Problem to work on:
Could you copy out, word for word, the lines of the listing below, beginning at the line that has "For every instance of the silver" and stopping after the line that has "x=360 y=212"?

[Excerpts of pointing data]
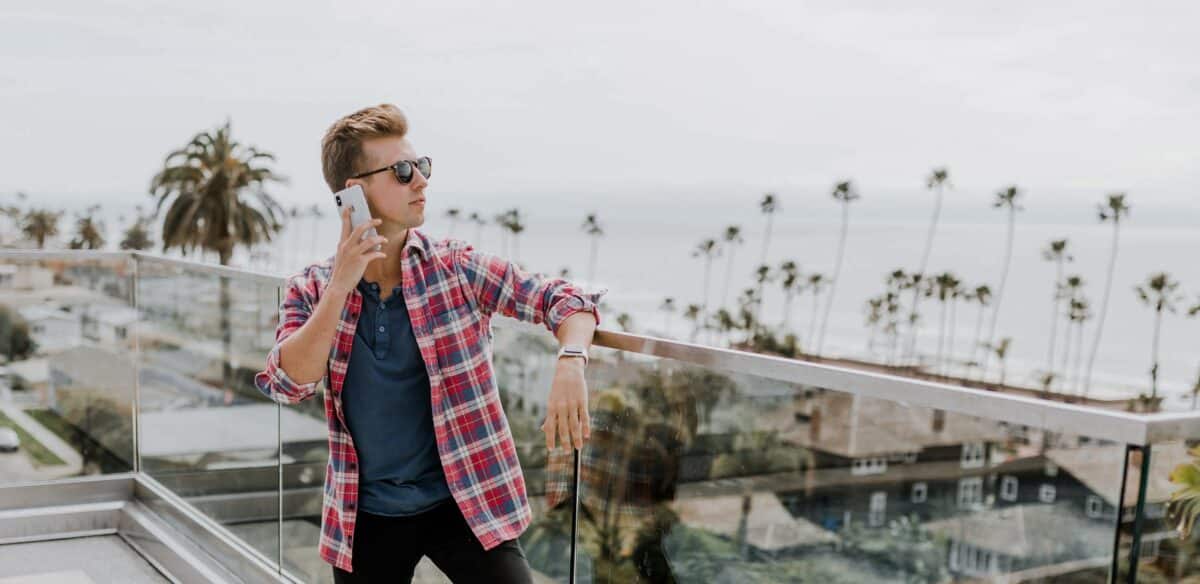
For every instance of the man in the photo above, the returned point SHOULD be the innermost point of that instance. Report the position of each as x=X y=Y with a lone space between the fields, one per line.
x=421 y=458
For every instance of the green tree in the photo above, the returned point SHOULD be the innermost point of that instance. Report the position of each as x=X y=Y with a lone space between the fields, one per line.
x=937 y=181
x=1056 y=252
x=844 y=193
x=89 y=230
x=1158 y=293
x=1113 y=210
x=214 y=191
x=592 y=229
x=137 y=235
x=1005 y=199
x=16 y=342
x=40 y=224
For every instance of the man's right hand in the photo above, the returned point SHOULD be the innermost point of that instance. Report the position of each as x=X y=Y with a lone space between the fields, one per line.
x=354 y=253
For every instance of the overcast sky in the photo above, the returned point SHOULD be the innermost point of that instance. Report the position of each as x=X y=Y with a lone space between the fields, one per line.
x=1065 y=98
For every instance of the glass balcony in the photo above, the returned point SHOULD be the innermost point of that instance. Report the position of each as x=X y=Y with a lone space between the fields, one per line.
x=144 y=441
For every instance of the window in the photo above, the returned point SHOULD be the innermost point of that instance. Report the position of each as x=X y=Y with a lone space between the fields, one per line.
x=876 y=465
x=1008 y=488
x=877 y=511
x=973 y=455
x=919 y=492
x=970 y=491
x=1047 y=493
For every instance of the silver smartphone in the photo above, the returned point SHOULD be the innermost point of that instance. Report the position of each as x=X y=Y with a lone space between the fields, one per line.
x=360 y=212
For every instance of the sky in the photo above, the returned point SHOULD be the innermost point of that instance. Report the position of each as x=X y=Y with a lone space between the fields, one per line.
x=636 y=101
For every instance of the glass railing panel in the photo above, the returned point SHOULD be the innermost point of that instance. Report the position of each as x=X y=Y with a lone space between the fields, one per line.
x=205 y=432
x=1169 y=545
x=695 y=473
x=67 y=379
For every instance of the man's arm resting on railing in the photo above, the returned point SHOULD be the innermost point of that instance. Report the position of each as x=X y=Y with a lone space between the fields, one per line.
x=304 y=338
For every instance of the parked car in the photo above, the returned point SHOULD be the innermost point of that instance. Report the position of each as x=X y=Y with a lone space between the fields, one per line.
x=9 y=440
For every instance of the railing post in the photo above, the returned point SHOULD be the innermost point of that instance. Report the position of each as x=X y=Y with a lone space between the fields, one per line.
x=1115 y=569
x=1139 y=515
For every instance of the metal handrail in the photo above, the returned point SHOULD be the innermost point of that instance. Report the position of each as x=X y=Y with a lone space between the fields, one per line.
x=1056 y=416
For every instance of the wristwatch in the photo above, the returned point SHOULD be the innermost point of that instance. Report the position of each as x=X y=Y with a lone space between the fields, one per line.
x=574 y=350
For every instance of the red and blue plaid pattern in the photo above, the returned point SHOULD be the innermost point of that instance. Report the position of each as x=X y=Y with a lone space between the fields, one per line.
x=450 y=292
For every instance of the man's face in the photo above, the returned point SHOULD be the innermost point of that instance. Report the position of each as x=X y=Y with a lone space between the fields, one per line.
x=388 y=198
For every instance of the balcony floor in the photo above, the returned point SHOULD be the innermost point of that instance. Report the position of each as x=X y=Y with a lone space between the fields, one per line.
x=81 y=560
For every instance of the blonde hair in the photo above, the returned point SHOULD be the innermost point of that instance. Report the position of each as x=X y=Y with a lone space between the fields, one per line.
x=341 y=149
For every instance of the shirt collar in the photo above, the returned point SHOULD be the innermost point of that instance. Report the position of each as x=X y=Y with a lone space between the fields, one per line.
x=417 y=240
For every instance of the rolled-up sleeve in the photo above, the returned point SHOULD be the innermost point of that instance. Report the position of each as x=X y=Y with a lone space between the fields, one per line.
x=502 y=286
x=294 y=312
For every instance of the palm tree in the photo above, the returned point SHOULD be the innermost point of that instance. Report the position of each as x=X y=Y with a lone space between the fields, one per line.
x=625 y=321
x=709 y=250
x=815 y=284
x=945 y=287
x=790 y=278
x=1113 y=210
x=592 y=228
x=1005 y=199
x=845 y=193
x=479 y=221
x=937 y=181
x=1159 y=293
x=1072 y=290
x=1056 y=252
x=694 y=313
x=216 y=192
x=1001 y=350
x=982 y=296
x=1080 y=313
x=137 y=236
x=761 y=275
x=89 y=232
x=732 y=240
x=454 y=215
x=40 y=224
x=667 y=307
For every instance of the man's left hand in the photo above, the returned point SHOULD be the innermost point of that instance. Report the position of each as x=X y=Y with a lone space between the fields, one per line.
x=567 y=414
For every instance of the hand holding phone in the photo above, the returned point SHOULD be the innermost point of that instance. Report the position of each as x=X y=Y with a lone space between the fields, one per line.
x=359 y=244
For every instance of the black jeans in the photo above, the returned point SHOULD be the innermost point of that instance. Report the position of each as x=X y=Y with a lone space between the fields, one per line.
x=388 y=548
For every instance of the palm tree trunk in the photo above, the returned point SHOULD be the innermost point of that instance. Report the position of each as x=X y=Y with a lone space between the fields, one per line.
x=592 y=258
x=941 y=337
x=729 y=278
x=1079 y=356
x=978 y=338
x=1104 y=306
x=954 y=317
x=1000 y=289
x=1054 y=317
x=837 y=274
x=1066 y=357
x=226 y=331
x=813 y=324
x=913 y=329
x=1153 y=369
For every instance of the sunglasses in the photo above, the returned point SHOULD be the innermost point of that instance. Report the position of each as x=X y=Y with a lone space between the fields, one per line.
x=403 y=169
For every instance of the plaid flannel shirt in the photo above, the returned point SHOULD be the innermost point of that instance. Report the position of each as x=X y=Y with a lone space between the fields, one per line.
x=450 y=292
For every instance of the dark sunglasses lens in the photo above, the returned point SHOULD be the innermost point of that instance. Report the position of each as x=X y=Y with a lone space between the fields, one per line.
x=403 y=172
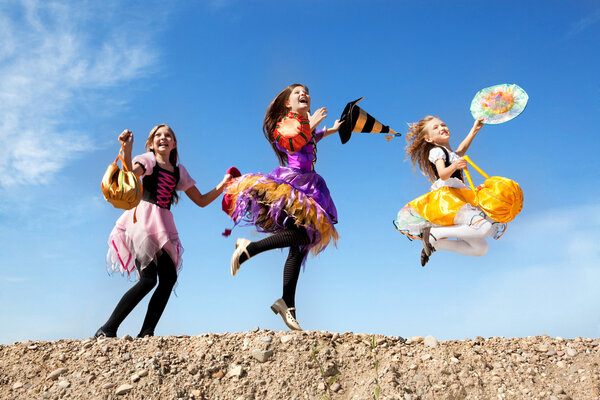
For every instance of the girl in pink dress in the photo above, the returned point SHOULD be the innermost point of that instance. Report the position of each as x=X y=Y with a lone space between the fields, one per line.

Written reply:
For every instance of the silver smartphone in the photo above, the returned point SHOULD be the innermost point of that instance. Report the position of each as x=X y=Y with a lone space between the fields, one per line.
x=360 y=212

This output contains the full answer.